If you're strolling Eureka's boardwalk around 8:30 a.m., the sea air might be tinged with the sweet, buttery smell of snickerdoodles baking in the countertop oven at Living the Dream Ice Cream (1 F St.). And if you cup your hands against the glass doors of to see past the glare of the morning sun, you might see Shawn Powers in the glass booth in the back — possibly singing and dancing to music — making ice cream.
The booth is just big enough to hold the ice cream machine, the mini fridge-sized blast freezer on top of it, a pair of stainless steel sinks and one person pivoting between them. He and his wife, Dena Powers, started the business six years ago, churning out organic ice cream and gelato in constantly changing flavors from balsamic fig to Turkish delight. At first, they shared all the duties but these days Dena handles the payroll and bookkeeping, as well as working up front here and there, while Shawn keeps the 23 tubs in the display case full.
The shop is aptly named, given that the couple had been daydreaming about running an ice cream place since they met in college in New Mexico, where they frequented a car-hop style frozen custard joint. Dena, who'd worked in an ice cream shop in high school, even worked up a business plan for one as a class assignment while earning her business degree. The pair came close to buying the storied, century-old Bon Boniere in Old Town, with Shawn working as a sort of apprentice and learning to make its signature ice cream for months before the deal fell through. "I loved their ice cream," he says with a sigh. "We literally cried over it."
According to Shawn, it was Dena who actually made each piece of their plan for Living the Dream happen. She laughs when asked about it but nods. She worked as an accountant at a local firm for a few years before opening the shop and also skated with Humboldt Roller Derby as Lush D. Lux. "You meet so many strong women there," she says, "and that probably gave me the courage to do this." She adds that, like the risk of opening a business, derby is "all about getting out of your comfort zone."
Handling the machinery and accompanying tinkering is right in Shawn's comfort zone. "I was pretty confident in my gear because that's my thing," says Shawn, who served in the Navy for nine years, working on gas turbine engines and ship propulsion electronics. "I clean my machine before every batch, I'll rinse and sanitize it. And if I let it sit for more than 15 minutes, I break it down and clean it." It's a hassle he says pays off when he sees the dairy inspector standing in line for ice cream.
The bright Japanese carp and goldfish tattooed on Shawn's forearms twist as he pours a glug of vanilla extract into the machine, then carefully empties a container of cinnamon into the opening, tapping it against the metal edge. He peers into down into the turning blades to see the level and consistency of the pale mixture. He says they started with countless home and industrial recipe books, measuring and timing according to the instructions from the likes of Ben and Jerry's and Humphry Slocombe. But now he wings it, reaching to the shelf over head for ingredients — jars, bags and bottles of nuts, pink peppercorns, Thai tea and tajín, boxes and sacks of Guittard cocoa, chocolate chips and syrup — eyeballing the amounts as he goes. After the machine has hummed for a minute, he samples a shot's worth in an orange mug, smacks his lips and adds more cinnamon.

════════

• _Stated goal a_:
Starting with the line that contains "the flower head" and going on through the end of the records, write out all those lines again, requests included. Multiply every coordinate in the answers by 0.5 and round to whole numbers, with halves rounded up. Leave the pictures out.

════════

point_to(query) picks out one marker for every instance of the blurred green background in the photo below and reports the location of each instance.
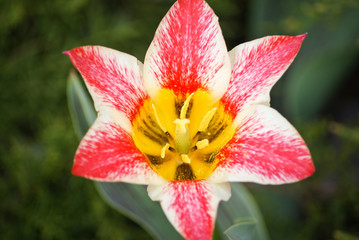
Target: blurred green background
(40, 199)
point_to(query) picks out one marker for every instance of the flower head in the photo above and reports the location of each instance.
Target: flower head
(190, 119)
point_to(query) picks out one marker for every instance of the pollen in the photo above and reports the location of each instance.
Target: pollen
(182, 135)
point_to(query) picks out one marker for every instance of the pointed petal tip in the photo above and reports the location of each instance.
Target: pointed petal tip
(302, 36)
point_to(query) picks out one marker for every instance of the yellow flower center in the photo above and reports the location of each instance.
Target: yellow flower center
(181, 136)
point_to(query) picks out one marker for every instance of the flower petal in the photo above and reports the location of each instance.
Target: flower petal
(112, 77)
(191, 206)
(265, 149)
(107, 153)
(257, 66)
(188, 52)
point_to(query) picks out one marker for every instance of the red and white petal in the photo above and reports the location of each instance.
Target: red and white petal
(265, 149)
(257, 66)
(113, 78)
(107, 153)
(188, 52)
(191, 206)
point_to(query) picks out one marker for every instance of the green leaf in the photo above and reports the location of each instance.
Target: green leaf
(133, 201)
(81, 107)
(340, 235)
(241, 206)
(244, 229)
(329, 52)
(129, 199)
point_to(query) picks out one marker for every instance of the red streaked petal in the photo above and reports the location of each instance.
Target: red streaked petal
(188, 52)
(265, 149)
(112, 77)
(107, 153)
(191, 206)
(257, 66)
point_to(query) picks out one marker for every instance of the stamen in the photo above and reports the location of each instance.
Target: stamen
(158, 120)
(206, 119)
(202, 144)
(182, 136)
(185, 107)
(185, 158)
(164, 149)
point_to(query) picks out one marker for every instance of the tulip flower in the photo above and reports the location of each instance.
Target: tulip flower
(190, 119)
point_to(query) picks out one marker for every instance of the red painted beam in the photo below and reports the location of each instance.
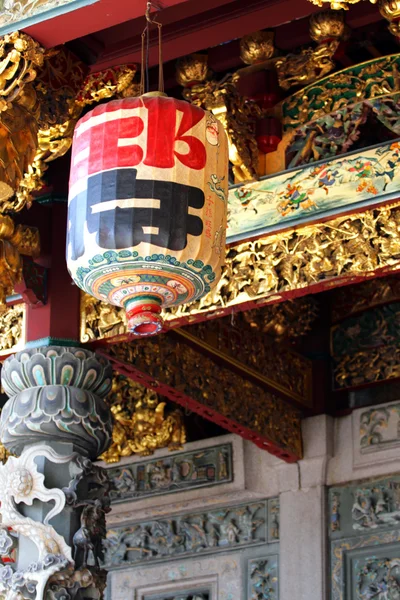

════════

• _Stated goal b_:
Answer these questions from the ice cream shop article:
(i) How many years did Shawn serve in the Navy?
(ii) Under what name did Dena skate with Humboldt Roller Derby?
(iii) How many tubs does Shawn keep full in the display case?

• _Task solution a_:
point_to(query) picks out one marker for every instance of the flower head in the photo above and reports the location of each instance.
Target: flower head
(95, 60)
point_to(query) picks out one marker for every instance of the pollen in the photo above and reports the location of each instance.
Target: pollen
(91, 68)
point_to(query) picks out one marker for every instance of the pointed petal tip in the photo above and reports the location of each instance.
Target: pointed petal tip
(151, 18)
point_to(query) picks out one marker for every instance of the yellow flower center in the photo above and reports the location of each instance.
Target: yellow flower center
(91, 68)
point_to(query) picks out one marker for every instance of the flower petal in the photo above and reports the location of each instance.
Target: flower petal
(56, 39)
(96, 103)
(133, 75)
(54, 77)
(129, 33)
(94, 26)
point_to(query) picks out one marker for every instance of the red and white petal in the photo above and reports the location of each instance.
Target: red and white petal
(133, 75)
(129, 33)
(57, 39)
(54, 77)
(94, 26)
(96, 103)
point_to(query) picks out one marker for every instance of the green leaf in the photo above and reports the location of each instance.
Target: green leaf
(67, 101)
(41, 54)
(170, 118)
(121, 103)
(122, 115)
(165, 26)
(65, 100)
point_to(query) picks out one marker for every instance of the red streaked petal in the photo above and reports the location of each instance.
Target: red streaked petal
(94, 26)
(133, 75)
(56, 39)
(54, 77)
(96, 103)
(129, 33)
point_to(query) picks out one marker for every instance of the stamen in the photo above and reports the location of each instance.
Target: stamen
(79, 60)
(103, 60)
(101, 72)
(91, 68)
(93, 54)
(93, 79)
(82, 75)
point_to(query) picks out one marker for every instance of the tulip flower in the photo above and reports the location of each instance.
Target: tulip flower
(95, 60)
point_to(query) picks out one marker for every instance of the red painted beam in the photo below and reports the location of each instance.

• _Task solution b_:
(i) Nine years.
(ii) Lush D. Lux.
(iii) 23.